Saved entries:
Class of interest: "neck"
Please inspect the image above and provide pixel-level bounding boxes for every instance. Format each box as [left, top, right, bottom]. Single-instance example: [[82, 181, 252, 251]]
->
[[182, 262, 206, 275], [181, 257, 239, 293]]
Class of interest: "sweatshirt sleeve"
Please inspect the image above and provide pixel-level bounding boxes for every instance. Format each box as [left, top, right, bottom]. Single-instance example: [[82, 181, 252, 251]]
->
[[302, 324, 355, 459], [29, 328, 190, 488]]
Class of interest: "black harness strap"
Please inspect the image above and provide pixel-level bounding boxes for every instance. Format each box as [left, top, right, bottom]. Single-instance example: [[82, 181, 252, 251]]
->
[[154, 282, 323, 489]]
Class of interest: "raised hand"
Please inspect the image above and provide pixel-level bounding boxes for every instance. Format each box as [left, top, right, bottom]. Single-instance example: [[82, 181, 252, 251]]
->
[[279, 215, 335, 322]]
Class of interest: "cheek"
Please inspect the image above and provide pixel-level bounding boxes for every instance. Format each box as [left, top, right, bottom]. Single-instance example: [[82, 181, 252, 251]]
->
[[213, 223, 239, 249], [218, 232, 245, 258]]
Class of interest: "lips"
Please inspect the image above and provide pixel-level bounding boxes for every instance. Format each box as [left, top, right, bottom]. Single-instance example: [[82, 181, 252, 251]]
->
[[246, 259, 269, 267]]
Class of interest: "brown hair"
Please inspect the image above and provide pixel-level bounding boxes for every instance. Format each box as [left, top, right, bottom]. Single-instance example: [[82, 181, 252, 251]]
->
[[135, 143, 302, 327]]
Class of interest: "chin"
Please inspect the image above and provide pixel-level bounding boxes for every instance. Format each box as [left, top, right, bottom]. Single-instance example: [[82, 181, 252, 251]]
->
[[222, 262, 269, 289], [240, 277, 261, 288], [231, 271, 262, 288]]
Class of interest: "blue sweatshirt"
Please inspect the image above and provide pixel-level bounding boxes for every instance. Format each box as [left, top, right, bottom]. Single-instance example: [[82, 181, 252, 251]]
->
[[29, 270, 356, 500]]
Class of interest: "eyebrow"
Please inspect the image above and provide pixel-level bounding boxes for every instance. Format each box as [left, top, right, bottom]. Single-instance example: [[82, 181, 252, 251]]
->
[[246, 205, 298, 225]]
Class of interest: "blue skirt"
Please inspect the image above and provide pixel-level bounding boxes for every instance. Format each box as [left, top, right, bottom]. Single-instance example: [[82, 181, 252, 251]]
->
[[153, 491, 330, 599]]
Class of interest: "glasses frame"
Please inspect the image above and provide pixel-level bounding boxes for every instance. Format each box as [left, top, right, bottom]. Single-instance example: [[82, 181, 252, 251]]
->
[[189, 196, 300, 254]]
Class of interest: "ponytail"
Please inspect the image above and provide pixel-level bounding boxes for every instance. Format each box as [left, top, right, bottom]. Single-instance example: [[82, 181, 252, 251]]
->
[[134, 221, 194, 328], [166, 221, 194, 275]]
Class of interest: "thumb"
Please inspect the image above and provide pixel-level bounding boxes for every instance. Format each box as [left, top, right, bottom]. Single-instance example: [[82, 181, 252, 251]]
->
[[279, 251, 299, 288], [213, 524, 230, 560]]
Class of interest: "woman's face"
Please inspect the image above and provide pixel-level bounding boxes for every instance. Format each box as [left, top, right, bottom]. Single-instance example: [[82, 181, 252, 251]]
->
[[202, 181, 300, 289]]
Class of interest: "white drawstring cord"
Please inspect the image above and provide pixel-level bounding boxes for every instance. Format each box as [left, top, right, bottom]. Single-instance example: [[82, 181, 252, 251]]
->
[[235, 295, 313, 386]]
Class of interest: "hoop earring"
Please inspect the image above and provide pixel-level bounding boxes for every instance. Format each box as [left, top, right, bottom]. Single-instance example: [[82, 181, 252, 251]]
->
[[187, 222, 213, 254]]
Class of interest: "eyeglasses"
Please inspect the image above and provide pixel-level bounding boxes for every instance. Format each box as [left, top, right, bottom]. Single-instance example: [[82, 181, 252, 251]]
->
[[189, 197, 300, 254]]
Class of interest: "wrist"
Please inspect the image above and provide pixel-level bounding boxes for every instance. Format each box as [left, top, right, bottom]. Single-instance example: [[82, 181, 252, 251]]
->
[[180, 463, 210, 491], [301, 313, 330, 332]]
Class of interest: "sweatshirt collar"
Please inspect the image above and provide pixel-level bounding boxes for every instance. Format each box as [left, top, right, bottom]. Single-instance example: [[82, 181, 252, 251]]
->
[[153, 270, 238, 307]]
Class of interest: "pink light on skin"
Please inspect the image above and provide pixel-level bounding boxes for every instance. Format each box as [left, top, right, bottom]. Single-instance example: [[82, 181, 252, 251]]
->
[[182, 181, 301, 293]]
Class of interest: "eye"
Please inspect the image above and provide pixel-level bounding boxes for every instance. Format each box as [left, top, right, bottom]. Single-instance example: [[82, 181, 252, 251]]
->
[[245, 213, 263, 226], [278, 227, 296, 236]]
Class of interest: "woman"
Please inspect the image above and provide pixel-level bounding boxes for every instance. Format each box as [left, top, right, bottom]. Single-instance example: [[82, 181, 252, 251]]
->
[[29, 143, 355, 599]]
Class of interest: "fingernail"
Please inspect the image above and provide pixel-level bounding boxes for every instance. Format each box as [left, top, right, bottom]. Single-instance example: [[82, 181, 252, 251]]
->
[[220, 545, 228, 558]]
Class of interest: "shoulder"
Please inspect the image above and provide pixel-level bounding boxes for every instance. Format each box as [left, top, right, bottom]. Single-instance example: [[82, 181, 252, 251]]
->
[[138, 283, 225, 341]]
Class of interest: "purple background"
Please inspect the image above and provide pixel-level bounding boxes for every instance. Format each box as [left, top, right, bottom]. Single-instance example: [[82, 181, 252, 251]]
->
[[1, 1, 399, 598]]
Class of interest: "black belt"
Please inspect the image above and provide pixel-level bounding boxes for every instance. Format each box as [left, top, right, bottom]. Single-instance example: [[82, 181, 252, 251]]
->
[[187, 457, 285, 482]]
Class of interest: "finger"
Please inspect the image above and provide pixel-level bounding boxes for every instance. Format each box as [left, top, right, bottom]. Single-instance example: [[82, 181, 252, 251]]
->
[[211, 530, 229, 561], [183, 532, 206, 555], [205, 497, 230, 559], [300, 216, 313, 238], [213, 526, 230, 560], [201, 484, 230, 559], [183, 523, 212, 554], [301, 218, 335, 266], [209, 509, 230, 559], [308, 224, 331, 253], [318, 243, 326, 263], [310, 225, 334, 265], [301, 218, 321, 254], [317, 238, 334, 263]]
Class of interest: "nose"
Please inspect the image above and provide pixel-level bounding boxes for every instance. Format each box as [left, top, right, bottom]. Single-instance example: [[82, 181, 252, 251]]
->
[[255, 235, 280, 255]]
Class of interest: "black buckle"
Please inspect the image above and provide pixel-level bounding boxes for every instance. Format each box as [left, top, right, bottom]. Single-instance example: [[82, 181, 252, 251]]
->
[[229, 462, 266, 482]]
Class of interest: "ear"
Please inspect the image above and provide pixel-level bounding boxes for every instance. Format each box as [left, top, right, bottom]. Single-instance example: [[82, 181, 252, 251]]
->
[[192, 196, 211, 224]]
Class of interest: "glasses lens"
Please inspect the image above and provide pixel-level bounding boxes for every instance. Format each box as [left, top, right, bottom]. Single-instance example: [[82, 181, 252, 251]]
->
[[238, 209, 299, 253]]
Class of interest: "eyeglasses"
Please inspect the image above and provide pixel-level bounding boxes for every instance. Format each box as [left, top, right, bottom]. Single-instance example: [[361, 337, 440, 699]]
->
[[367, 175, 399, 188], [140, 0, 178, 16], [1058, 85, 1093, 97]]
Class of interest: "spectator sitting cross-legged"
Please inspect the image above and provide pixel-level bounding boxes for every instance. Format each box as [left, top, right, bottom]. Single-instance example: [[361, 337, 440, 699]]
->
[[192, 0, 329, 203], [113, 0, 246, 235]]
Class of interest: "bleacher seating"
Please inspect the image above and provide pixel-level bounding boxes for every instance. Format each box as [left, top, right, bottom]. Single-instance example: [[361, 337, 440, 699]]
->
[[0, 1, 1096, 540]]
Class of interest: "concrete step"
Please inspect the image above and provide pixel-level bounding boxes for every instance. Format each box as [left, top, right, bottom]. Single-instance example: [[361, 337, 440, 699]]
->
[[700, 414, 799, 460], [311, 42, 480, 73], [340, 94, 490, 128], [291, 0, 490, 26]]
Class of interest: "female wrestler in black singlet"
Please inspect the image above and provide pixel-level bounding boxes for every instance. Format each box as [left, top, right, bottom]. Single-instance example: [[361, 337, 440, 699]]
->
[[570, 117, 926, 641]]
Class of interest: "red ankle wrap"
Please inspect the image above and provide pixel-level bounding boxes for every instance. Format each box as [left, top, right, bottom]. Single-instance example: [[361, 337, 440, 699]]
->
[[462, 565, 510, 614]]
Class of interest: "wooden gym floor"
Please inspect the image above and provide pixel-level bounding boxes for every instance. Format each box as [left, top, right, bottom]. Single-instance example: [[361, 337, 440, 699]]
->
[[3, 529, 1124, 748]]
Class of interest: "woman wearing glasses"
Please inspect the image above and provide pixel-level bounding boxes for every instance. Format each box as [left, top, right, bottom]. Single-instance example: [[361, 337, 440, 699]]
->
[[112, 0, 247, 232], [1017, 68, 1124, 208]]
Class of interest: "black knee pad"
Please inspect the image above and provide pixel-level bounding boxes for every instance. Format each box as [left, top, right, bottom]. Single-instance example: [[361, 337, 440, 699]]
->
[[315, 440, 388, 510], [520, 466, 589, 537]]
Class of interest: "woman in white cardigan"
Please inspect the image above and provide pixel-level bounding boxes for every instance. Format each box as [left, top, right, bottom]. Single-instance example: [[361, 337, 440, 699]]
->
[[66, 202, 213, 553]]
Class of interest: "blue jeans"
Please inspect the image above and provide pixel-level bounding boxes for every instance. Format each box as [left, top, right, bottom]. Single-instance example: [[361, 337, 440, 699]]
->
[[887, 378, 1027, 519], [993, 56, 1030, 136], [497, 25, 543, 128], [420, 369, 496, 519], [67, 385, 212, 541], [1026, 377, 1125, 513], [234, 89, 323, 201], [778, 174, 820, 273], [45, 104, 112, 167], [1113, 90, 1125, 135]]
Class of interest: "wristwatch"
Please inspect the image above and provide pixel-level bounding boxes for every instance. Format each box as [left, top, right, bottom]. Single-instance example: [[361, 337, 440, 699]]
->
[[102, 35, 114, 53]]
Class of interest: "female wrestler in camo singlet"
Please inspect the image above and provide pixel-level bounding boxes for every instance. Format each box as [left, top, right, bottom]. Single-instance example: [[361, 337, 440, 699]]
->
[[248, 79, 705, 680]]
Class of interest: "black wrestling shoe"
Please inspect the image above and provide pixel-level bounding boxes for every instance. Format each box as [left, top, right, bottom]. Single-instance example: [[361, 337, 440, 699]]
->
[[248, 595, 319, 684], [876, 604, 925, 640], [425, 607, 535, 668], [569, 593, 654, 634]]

- What is needed
Give the number of lines in the entries above that contain the word "female", with no accompanying text.

- Answer below
2